Work required: Transcribe exactly the portion of the listing below that runs from the line containing "Target: white ensign flag" through its last line.

══ Records to use ══

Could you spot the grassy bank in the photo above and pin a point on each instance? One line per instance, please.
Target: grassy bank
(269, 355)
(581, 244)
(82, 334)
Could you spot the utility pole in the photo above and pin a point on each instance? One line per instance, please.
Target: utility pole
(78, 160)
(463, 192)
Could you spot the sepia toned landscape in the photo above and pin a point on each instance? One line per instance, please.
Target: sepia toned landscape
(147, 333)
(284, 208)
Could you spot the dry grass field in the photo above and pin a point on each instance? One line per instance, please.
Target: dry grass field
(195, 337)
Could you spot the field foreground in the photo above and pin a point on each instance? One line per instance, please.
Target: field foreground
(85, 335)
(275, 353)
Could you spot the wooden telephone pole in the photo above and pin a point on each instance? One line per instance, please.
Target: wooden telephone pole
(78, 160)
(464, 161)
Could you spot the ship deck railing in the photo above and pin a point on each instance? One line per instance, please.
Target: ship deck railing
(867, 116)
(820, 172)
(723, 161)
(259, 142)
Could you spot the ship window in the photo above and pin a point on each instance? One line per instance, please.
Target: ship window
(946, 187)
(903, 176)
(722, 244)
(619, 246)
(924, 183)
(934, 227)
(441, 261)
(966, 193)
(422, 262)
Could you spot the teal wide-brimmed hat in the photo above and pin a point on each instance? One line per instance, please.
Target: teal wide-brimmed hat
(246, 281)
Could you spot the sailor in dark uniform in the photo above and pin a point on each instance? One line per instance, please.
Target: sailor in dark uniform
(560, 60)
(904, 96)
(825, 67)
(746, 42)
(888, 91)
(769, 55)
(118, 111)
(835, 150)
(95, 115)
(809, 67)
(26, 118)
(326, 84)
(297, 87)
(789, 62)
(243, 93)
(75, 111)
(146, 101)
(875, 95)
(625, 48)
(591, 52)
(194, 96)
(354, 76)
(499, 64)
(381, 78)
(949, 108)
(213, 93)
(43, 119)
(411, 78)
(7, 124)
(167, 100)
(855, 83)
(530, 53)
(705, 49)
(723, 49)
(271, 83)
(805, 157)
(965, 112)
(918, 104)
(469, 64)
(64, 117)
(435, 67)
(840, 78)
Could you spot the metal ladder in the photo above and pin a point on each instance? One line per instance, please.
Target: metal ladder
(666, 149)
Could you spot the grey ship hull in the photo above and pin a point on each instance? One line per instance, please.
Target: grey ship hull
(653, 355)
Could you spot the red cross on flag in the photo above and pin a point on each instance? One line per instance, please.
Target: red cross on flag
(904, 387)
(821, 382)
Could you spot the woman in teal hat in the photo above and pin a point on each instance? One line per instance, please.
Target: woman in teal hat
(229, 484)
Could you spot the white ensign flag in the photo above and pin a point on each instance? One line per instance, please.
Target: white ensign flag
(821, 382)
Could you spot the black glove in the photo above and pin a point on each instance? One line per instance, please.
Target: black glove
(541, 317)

═══

Solution for this exercise:
Target: white ensign flag
(821, 382)
Could you spot the black glove in the photo above and pin a point on each instance? One line per instance, please.
Target: black glove
(541, 317)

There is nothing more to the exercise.